----- PROVIDED INFORMATION
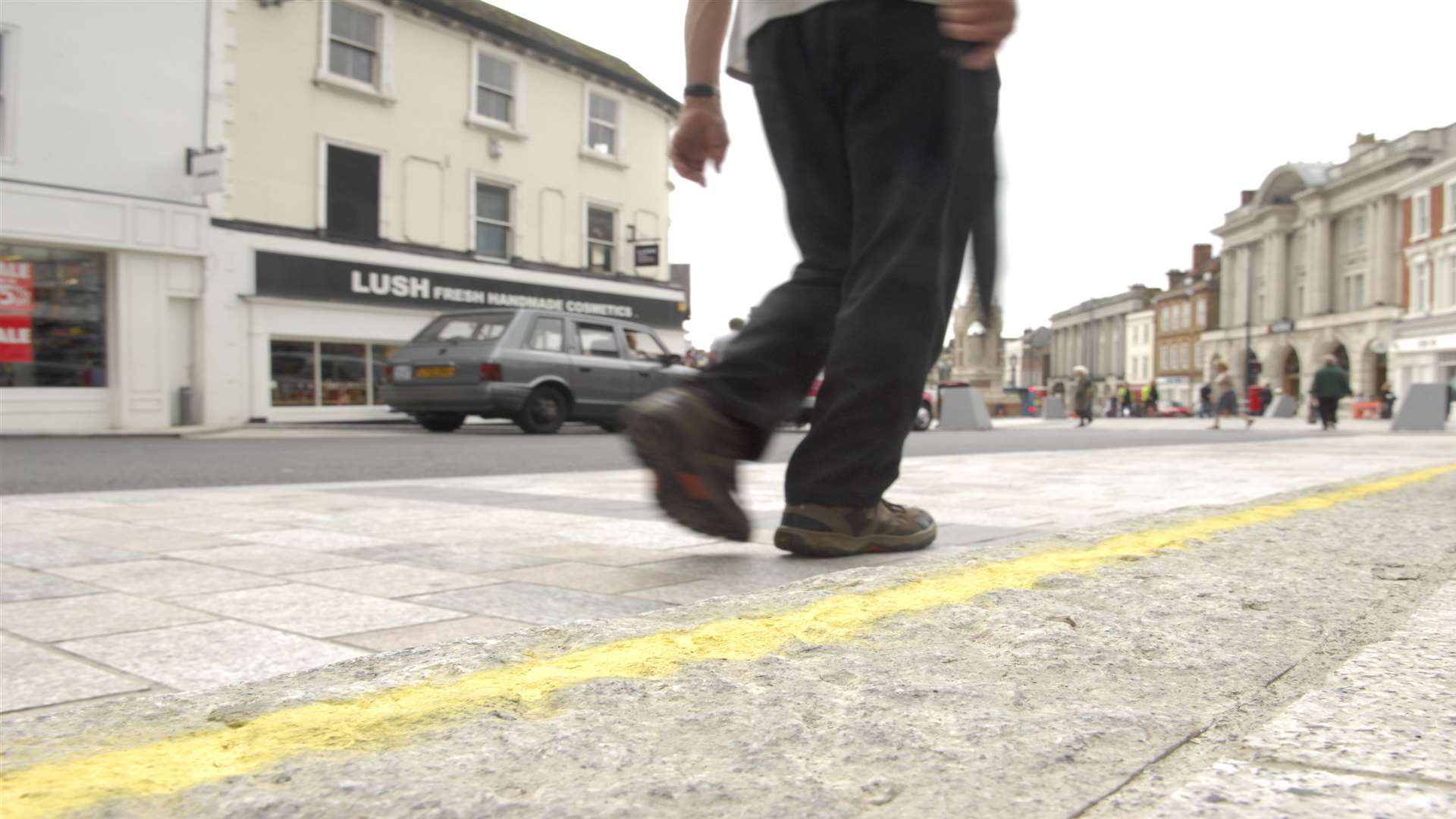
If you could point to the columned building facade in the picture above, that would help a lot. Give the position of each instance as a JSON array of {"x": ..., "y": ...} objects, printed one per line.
[
  {"x": 1094, "y": 334},
  {"x": 1310, "y": 265}
]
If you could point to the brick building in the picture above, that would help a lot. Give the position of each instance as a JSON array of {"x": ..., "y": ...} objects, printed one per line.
[
  {"x": 1423, "y": 347},
  {"x": 1181, "y": 314}
]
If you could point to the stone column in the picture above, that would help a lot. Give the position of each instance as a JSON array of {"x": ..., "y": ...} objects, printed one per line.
[
  {"x": 1321, "y": 271},
  {"x": 1276, "y": 284}
]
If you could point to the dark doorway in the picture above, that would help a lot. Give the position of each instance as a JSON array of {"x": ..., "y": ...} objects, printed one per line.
[{"x": 353, "y": 200}]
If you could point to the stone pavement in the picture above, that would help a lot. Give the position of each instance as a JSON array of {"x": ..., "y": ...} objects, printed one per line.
[
  {"x": 118, "y": 594},
  {"x": 1286, "y": 657}
]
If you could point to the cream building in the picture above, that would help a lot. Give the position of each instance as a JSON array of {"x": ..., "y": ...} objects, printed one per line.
[
  {"x": 102, "y": 238},
  {"x": 1138, "y": 368},
  {"x": 392, "y": 159},
  {"x": 1312, "y": 264}
]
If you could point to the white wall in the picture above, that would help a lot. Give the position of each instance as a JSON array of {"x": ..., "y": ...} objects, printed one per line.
[
  {"x": 104, "y": 96},
  {"x": 419, "y": 121}
]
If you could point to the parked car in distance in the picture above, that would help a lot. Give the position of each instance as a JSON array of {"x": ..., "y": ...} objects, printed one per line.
[
  {"x": 922, "y": 422},
  {"x": 536, "y": 368}
]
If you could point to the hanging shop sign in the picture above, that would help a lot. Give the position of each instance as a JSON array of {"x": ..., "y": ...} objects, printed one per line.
[{"x": 329, "y": 280}]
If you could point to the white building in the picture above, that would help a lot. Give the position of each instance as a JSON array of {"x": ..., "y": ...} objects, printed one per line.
[
  {"x": 101, "y": 235},
  {"x": 388, "y": 161},
  {"x": 1138, "y": 368},
  {"x": 1424, "y": 344},
  {"x": 1012, "y": 356},
  {"x": 378, "y": 162},
  {"x": 1312, "y": 264}
]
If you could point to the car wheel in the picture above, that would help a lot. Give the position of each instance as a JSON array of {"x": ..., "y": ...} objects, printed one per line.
[
  {"x": 441, "y": 422},
  {"x": 922, "y": 419},
  {"x": 544, "y": 413}
]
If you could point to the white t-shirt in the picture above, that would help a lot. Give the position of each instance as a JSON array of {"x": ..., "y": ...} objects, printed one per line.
[{"x": 750, "y": 18}]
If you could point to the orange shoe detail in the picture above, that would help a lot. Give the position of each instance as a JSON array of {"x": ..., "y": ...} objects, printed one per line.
[{"x": 693, "y": 485}]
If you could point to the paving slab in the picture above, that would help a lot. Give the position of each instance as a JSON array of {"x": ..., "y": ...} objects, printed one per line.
[
  {"x": 1235, "y": 790},
  {"x": 315, "y": 611},
  {"x": 268, "y": 560},
  {"x": 529, "y": 602},
  {"x": 433, "y": 632},
  {"x": 25, "y": 585},
  {"x": 209, "y": 654},
  {"x": 88, "y": 615},
  {"x": 588, "y": 577},
  {"x": 47, "y": 553},
  {"x": 164, "y": 577},
  {"x": 392, "y": 580},
  {"x": 1021, "y": 679},
  {"x": 38, "y": 676}
]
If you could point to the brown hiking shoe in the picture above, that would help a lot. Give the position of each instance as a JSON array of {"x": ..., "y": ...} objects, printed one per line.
[
  {"x": 693, "y": 450},
  {"x": 839, "y": 531}
]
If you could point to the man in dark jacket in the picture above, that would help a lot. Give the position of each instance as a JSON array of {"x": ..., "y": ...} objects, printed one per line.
[{"x": 1331, "y": 384}]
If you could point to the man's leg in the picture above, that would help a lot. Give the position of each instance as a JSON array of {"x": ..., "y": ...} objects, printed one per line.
[{"x": 921, "y": 161}]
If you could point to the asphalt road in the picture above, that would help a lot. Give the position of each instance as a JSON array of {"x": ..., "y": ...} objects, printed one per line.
[{"x": 388, "y": 452}]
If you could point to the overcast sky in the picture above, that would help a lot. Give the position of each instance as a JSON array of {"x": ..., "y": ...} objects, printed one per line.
[{"x": 1128, "y": 130}]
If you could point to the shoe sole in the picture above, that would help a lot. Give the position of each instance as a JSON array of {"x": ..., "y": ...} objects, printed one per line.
[
  {"x": 829, "y": 544},
  {"x": 688, "y": 488}
]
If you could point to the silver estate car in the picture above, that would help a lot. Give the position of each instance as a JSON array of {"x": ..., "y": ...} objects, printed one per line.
[{"x": 538, "y": 368}]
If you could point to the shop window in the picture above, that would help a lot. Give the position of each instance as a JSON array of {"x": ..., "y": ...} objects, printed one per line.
[
  {"x": 598, "y": 340},
  {"x": 495, "y": 89},
  {"x": 492, "y": 221},
  {"x": 294, "y": 373},
  {"x": 601, "y": 124},
  {"x": 343, "y": 375},
  {"x": 642, "y": 346},
  {"x": 53, "y": 316},
  {"x": 548, "y": 335},
  {"x": 354, "y": 42},
  {"x": 353, "y": 194},
  {"x": 379, "y": 366},
  {"x": 601, "y": 240}
]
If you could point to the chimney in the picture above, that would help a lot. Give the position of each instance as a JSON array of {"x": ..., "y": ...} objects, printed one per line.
[
  {"x": 1201, "y": 254},
  {"x": 1363, "y": 143}
]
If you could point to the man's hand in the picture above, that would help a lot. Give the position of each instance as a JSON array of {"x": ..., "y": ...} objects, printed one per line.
[
  {"x": 983, "y": 22},
  {"x": 701, "y": 136}
]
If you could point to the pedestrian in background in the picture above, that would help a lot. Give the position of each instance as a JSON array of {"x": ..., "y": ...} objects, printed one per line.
[
  {"x": 720, "y": 346},
  {"x": 1082, "y": 395},
  {"x": 1228, "y": 398},
  {"x": 1331, "y": 385},
  {"x": 881, "y": 121}
]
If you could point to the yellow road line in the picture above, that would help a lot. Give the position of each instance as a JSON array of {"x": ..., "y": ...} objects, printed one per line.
[{"x": 389, "y": 717}]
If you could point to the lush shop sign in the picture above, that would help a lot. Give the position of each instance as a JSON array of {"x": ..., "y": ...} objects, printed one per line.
[
  {"x": 328, "y": 280},
  {"x": 17, "y": 306}
]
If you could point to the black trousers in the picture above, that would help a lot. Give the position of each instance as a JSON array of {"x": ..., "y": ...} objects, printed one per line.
[{"x": 886, "y": 152}]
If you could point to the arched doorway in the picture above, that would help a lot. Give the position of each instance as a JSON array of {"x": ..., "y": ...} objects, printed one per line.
[{"x": 1291, "y": 385}]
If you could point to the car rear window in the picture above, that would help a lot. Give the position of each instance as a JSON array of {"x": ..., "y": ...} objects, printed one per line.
[{"x": 485, "y": 327}]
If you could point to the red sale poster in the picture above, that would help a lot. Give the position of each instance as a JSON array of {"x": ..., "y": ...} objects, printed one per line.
[
  {"x": 17, "y": 289},
  {"x": 15, "y": 340}
]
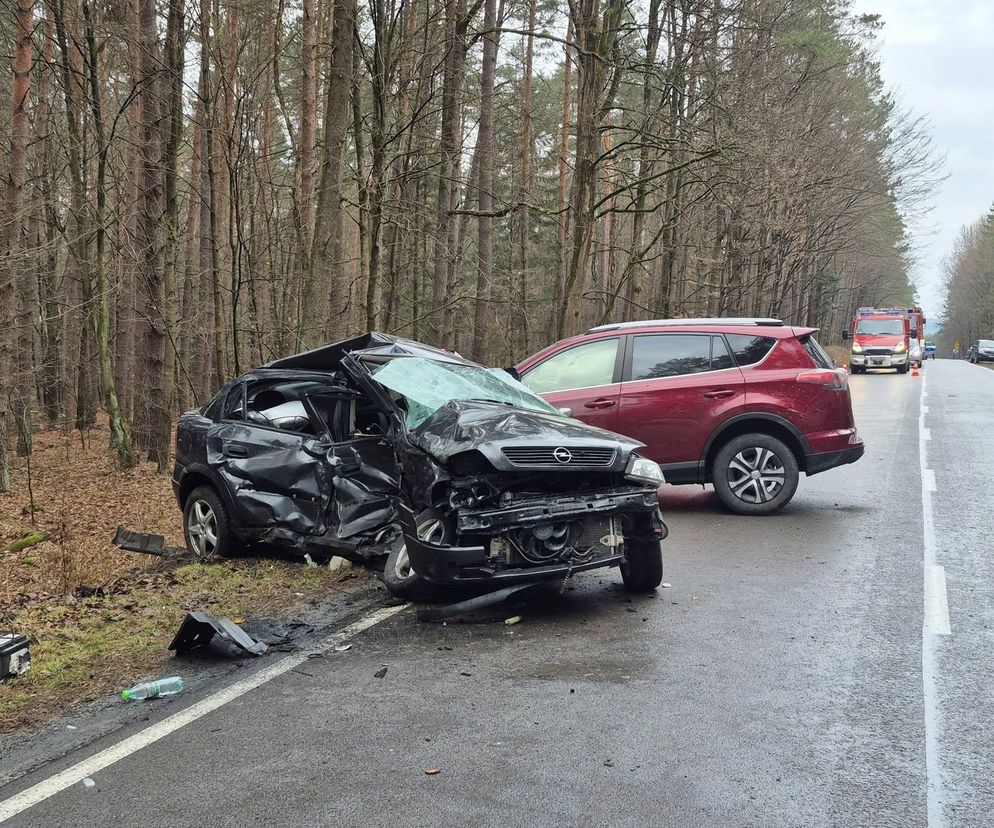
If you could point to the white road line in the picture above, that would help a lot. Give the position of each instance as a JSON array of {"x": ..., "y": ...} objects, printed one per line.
[
  {"x": 92, "y": 765},
  {"x": 936, "y": 606},
  {"x": 935, "y": 612}
]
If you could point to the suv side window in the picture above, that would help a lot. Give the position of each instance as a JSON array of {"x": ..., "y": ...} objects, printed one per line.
[
  {"x": 749, "y": 350},
  {"x": 817, "y": 353},
  {"x": 721, "y": 357},
  {"x": 582, "y": 366},
  {"x": 655, "y": 356}
]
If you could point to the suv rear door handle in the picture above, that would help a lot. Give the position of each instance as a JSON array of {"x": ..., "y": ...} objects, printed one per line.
[{"x": 600, "y": 402}]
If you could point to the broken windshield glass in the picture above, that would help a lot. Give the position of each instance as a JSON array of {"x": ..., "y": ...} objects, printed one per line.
[{"x": 427, "y": 385}]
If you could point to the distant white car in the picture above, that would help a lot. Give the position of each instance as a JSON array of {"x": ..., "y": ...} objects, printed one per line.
[{"x": 916, "y": 352}]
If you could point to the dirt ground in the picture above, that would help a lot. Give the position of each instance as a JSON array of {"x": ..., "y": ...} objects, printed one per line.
[{"x": 84, "y": 647}]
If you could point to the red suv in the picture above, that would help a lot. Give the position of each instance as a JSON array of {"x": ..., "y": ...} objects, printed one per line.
[{"x": 744, "y": 404}]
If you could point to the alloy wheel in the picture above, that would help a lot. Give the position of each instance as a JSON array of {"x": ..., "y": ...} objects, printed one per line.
[
  {"x": 201, "y": 529},
  {"x": 755, "y": 475}
]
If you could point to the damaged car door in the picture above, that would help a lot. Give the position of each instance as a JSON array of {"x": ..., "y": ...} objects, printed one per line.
[{"x": 271, "y": 452}]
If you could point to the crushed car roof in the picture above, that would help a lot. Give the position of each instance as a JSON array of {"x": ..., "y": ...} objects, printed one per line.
[{"x": 374, "y": 343}]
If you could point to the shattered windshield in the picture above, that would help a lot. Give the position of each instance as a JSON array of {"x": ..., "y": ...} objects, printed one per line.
[{"x": 427, "y": 385}]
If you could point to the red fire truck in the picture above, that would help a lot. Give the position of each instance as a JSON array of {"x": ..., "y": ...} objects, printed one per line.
[{"x": 881, "y": 337}]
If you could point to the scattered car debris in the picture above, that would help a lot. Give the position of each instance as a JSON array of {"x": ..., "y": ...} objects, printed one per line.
[
  {"x": 85, "y": 591},
  {"x": 15, "y": 655},
  {"x": 144, "y": 542},
  {"x": 154, "y": 689},
  {"x": 199, "y": 628},
  {"x": 479, "y": 602}
]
----------
▶ WORK INSTRUCTION
Starting at the line that contains "If you could point to the scattered", transcribe every line through the last line of the entries above, exactly, and nothing else.

▶ SOLUTION FOR THIS TASK
If you could point to the scattered car debris in the picture above, that would help a lot. Give the position of each instance as a JSON array of {"x": ..., "y": ...} objects, printed one per line.
[
  {"x": 85, "y": 591},
  {"x": 15, "y": 655},
  {"x": 144, "y": 542},
  {"x": 154, "y": 689},
  {"x": 199, "y": 628},
  {"x": 479, "y": 602}
]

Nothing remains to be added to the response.